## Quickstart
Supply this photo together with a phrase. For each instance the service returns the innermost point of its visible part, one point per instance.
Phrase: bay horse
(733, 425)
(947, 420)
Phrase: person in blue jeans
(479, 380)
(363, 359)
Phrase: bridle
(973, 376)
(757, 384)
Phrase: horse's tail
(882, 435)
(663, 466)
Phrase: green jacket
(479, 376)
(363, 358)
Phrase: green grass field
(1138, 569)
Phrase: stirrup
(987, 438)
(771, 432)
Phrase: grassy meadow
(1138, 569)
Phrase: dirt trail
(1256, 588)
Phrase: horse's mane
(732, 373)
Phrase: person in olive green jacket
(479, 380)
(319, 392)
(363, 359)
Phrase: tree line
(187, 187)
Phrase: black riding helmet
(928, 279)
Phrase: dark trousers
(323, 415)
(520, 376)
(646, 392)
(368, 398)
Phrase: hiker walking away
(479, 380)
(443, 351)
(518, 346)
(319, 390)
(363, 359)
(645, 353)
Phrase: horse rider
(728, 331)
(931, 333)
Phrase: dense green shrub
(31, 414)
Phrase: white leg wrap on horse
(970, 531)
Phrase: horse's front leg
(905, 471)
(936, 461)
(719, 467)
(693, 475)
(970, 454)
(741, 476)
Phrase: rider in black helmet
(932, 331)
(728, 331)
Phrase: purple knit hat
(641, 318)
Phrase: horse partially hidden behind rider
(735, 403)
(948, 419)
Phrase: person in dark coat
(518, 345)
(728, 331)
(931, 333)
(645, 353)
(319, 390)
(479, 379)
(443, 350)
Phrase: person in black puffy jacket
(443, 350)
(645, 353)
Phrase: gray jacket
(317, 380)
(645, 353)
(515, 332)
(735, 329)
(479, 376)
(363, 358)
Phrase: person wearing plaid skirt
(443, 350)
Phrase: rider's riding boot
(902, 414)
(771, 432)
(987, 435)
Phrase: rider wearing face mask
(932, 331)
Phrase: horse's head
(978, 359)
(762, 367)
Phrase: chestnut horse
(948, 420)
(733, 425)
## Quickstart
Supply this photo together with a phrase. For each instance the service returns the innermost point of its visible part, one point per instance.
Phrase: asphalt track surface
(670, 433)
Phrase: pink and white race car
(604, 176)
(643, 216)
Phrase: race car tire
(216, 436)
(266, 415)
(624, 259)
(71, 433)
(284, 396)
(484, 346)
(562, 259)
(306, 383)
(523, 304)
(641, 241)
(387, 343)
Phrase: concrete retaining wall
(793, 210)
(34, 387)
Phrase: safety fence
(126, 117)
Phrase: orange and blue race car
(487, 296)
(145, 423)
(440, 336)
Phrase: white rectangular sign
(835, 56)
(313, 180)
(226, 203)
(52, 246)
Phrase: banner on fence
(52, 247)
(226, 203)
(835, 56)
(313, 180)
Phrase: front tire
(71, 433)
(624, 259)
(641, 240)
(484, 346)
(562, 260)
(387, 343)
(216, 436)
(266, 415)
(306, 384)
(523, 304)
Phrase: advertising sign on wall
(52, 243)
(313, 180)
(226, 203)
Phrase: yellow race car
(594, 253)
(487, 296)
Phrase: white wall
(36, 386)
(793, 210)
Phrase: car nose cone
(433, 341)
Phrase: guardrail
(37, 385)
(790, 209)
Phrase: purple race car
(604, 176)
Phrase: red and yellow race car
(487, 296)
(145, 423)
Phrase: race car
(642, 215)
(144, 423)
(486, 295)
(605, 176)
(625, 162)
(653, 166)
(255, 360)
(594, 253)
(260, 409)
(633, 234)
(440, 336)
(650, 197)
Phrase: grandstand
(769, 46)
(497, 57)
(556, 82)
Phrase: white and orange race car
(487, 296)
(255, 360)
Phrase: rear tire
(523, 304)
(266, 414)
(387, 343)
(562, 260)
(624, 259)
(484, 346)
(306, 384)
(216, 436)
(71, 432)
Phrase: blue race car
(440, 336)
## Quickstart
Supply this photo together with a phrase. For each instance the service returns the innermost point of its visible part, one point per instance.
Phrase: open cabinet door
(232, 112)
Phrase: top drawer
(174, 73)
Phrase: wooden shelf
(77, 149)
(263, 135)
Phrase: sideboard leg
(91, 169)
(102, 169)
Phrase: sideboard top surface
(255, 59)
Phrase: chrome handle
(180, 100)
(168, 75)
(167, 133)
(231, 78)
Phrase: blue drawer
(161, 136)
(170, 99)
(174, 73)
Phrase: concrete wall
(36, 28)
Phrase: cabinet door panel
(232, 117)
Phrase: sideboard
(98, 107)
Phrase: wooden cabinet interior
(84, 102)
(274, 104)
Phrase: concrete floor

• **Problem to solve**
Write out exactly the lines from the line holding "Phrase: top drawer" through the last line of the data, and nothing besides those lines.

• **The output**
Phrase: top drawer
(174, 73)
Phrase: wooden shelf
(77, 149)
(263, 135)
Phrase: sideboard leg
(91, 169)
(102, 169)
Phrase: sideboard top surface
(255, 59)
Phrase: chrome handle
(180, 100)
(168, 75)
(167, 133)
(231, 78)
Phrase: blue drawer
(161, 136)
(170, 99)
(174, 73)
Phrase: concrete wall
(36, 28)
Phrase: cabinet door panel
(232, 117)
Phrase: sideboard
(98, 107)
Phrase: wooden cabinet interior
(84, 102)
(274, 104)
Phrase: concrete floor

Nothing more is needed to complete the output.